**Problem requirements**
Can you print all of the items below verbatim, with every character unchanged?

**Data listing**

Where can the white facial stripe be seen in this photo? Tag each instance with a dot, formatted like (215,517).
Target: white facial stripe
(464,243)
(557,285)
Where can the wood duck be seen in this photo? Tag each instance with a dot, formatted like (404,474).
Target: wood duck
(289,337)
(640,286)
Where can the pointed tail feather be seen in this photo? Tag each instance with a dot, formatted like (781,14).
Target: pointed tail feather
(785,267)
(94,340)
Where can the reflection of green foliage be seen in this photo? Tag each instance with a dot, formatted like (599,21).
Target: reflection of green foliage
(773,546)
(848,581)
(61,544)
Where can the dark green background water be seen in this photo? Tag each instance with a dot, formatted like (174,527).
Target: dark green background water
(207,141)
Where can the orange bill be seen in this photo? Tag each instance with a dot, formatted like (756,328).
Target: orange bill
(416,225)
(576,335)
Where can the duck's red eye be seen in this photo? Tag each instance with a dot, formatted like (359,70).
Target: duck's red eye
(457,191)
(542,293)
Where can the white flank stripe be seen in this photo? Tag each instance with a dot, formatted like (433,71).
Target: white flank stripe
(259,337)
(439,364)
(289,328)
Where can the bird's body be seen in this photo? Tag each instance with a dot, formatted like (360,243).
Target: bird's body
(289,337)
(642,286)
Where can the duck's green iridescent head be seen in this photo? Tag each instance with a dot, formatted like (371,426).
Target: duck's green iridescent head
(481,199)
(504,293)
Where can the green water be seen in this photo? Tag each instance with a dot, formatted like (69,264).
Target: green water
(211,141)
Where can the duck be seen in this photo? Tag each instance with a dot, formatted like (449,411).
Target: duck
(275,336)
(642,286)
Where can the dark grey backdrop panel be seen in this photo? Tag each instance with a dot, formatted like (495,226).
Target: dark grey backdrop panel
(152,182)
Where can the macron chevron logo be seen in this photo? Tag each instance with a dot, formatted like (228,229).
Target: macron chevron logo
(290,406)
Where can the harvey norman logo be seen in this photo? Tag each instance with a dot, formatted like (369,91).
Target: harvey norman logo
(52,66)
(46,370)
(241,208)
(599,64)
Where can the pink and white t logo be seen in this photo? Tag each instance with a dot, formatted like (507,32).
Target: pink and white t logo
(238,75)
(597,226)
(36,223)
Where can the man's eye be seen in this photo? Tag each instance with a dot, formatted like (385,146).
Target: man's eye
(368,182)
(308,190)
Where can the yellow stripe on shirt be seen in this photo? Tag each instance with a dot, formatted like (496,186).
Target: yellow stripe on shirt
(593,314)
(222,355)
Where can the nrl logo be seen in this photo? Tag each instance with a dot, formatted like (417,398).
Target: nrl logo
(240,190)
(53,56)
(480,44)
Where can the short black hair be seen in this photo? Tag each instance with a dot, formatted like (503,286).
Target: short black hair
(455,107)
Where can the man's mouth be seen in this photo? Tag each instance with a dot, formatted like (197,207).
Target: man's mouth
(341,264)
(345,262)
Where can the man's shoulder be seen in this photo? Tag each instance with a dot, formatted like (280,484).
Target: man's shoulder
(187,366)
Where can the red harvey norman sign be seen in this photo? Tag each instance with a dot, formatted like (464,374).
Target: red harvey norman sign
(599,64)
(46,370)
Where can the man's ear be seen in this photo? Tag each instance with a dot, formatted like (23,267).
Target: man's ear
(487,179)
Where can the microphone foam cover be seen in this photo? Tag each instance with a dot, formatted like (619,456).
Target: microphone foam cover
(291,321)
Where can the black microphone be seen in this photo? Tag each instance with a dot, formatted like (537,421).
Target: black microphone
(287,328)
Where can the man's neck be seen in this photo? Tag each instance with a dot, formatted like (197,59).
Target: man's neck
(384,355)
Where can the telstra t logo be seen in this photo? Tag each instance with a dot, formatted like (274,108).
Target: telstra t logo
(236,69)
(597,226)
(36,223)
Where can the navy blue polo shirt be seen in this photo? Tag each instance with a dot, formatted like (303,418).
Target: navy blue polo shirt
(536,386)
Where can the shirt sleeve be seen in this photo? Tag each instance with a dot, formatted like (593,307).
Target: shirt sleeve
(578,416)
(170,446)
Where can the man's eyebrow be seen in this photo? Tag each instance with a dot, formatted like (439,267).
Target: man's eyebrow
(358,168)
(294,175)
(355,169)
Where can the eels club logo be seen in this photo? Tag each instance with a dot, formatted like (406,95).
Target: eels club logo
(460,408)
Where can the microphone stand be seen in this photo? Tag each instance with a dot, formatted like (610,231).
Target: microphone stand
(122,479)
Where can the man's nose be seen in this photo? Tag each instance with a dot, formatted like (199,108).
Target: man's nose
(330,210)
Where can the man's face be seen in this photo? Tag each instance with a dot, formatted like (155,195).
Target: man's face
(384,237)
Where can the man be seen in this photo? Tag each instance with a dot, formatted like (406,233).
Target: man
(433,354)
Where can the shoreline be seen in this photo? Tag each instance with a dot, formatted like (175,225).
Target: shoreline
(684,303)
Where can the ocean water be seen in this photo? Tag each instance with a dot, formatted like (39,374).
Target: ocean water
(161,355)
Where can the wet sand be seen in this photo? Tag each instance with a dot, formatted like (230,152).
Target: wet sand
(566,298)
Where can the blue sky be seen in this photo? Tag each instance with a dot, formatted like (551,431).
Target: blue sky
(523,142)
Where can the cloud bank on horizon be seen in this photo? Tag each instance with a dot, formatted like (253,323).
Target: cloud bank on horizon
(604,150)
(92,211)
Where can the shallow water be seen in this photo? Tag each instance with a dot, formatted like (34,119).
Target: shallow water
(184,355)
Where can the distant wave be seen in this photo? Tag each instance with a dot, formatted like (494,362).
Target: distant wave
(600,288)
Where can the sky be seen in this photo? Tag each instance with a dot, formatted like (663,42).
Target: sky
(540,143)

**Answer to this task**
Where can the white facial stripe be seen in this photo? Tag each instance with a dot, formatted like (215,517).
Target: white facial stripe
(464,243)
(557,285)
Where can the wood duck be seen in this photo? Tag each instance with a dot, formatted like (404,474).
Target: wood duck
(289,337)
(640,286)
Where can the pointed tail feather be seen in this photo? Tag each instance with a dot, formatted like (781,14).
Target: pointed tail feather
(785,267)
(94,340)
Where can the reflection of green foliage be seen in this photo? Tag each instance with a dot, formatted like (599,21).
Target: reflection of green foliage
(773,546)
(848,581)
(61,544)
Where can the dark green background water be seen in this photo? Tag each instance with a dot, formatted like (174,527).
Target: dark green background water
(207,141)
Where can the orange bill be seen in this photo? Tag each instance with a dot, formatted like (756,328).
Target: orange bill
(416,225)
(576,335)
Where can the duck's red eye be seen in this photo? Tag each instance with a dot, formatted like (359,70).
Target: duck's red eye
(457,191)
(542,293)
Where can the white flank stripe be seen in this photo? Tag each instance with a dot, formatted like (433,71).
Target: white flank stripe
(259,337)
(439,364)
(289,328)
Where can the bird's body be seen in this photo? Tag each instance with a dot, formatted like (360,243).
Target: bird's body
(289,337)
(642,286)
Where can the duck's green iridescent head be seen in this photo? Tag each instance with a dot, formatted like (371,426).
Target: duck's green iridescent head
(481,199)
(504,293)
Where can the green water be seen in this photo? Tag each instance with a dot, formatted like (69,264).
Target: green water
(211,141)
Where can the duck be seen in this photo? Tag each instance with a dot, formatted like (449,411).
Target: duck
(275,336)
(642,286)
Where can the dark grey backdrop panel be seen in this photo? Tag each instance with a dot, formatted like (495,226).
Target: dark grey backdrop panel
(152,182)
Where can the macron chevron logo be seen in this photo? Tag each instance with a dot, formatted like (228,229).
Target: macron chevron logo
(290,406)
Where can the harvey norman logo be seen in this photo? Tag each instance with a dot, formatted like (369,91).
Target: harvey norman logo
(52,66)
(46,370)
(241,208)
(599,64)
Where can the pink and white t logo be seen in this photo? Tag each instance with a dot, formatted like (507,32).
Target: pink and white t logo
(238,75)
(597,226)
(36,223)
Where can the man's eye be seen in this photo? Tag each instance with a dot, formatted like (385,146).
Target: man's eye
(368,182)
(308,190)
Where can the yellow stripe on shirt be seen in this photo? Tag each instance with a dot, formatted like (496,186).
Target: yellow stripe on shirt
(593,314)
(222,355)
Where can the nrl logo be seen in this photo? Tag each instance with a dot, formatted like (417,398).
Target: nrl logo
(240,190)
(53,56)
(480,44)
Where can the short black hair be seen in this photo? Tag each instance with a dot, formatted like (503,286).
Target: short black hair
(455,107)
Where can the man's mouth be seen in this photo? Tag each instance with a dot, formatted like (197,207).
Target: man's mouth
(341,264)
(345,262)
Where can the man's shoulder be seen in this photo? Tag each instance with a dot, formatted like (280,484).
Target: man's shoulder
(187,366)
Where can the red harvey norman sign be seen in this photo? Tag each instance with a dot, formatted like (464,374).
Target: red harvey norman sign
(599,64)
(46,370)
Where can the man's ear be seen in this photo? Tag each instance with a dot, formatted like (23,267).
Target: man's ear
(487,179)
Where can the microphone foam cover be seen in this photo? Tag each instance with a dot, formatted like (619,456).
Target: microphone foam cover
(291,321)
Where can the black microphone be seen in this photo? Tag each instance with a dot, formatted like (537,421).
Target: black microphone
(287,328)
Where can the man's neck be seen in this photo? Tag each instance with a dot, formatted like (197,59).
Target: man's neck
(384,355)
Where can the telstra t logo be seen in this photo? Tag each instance with a dot, formatted like (274,108).
Target: telstra t logo
(236,69)
(597,226)
(36,223)
Where can the navy blue polo shirt be seen in this photo? Tag each instance with a dot, formatted like (303,418).
Target: navy blue polo shirt
(536,386)
Where can the shirt sleeve be seen in this photo? Tag each instance with a dot, formatted like (593,307).
Target: shirt sleeve
(578,416)
(170,446)
Where can the man's eyebrow be seen in this photo? Tag each instance with a dot, formatted like (439,267).
Target: man's eyebrow
(358,168)
(294,175)
(355,169)
Where can the eels club logo be seen in this photo? Tag each instance with a dot, formatted like (406,95).
Target: eels club logo
(460,408)
Where can the microphone stand be seen in this photo? Tag each instance with a dot, formatted like (610,231).
Target: microphone stand
(122,479)
Where can the man's nose be seen in this photo? Tag each instance with a dot, formatted like (199,108).
Target: man's nose
(330,210)
Where can the man's face be seen in this photo? Tag each instance with a dot, formatted like (155,195).
Target: man's face
(384,237)
Where can the man be seen in this photo? Tag each instance with a dot, formatted like (406,233).
Target: man
(433,354)
Where can the shoreline be seen in this photo? Tag each instance with a dot, formatted like (175,225).
Target: shoreline
(684,303)
Where can the ocean water be seen in this photo? Tag each instance with a dot, formatted like (39,374).
Target: ocean water
(161,355)
Where can the wet sand be seen in this photo? Tag each instance with a dot, formatted like (230,152).
Target: wet sand
(566,298)
Where can the blue sky be seen in this photo? Tag each instance with a dot, formatted like (551,431).
Target: blue sky
(523,142)
Where can the cloud bank on horizon be seen in this photo? Tag each instance with a dot, formatted like (253,323).
Target: cloud bank on horizon
(604,150)
(92,211)
Where can the shallow water be seen in this photo? Tag each instance with a dot, formatted like (34,119).
Target: shallow water
(184,355)
Where can the distant wave be seen in this photo? Tag each instance with a dot, formatted like (494,362).
Target: distant wave
(600,288)
Where can the sky be seen in this photo? Tag each instance with a dot, formatted like (663,42).
Target: sky
(540,143)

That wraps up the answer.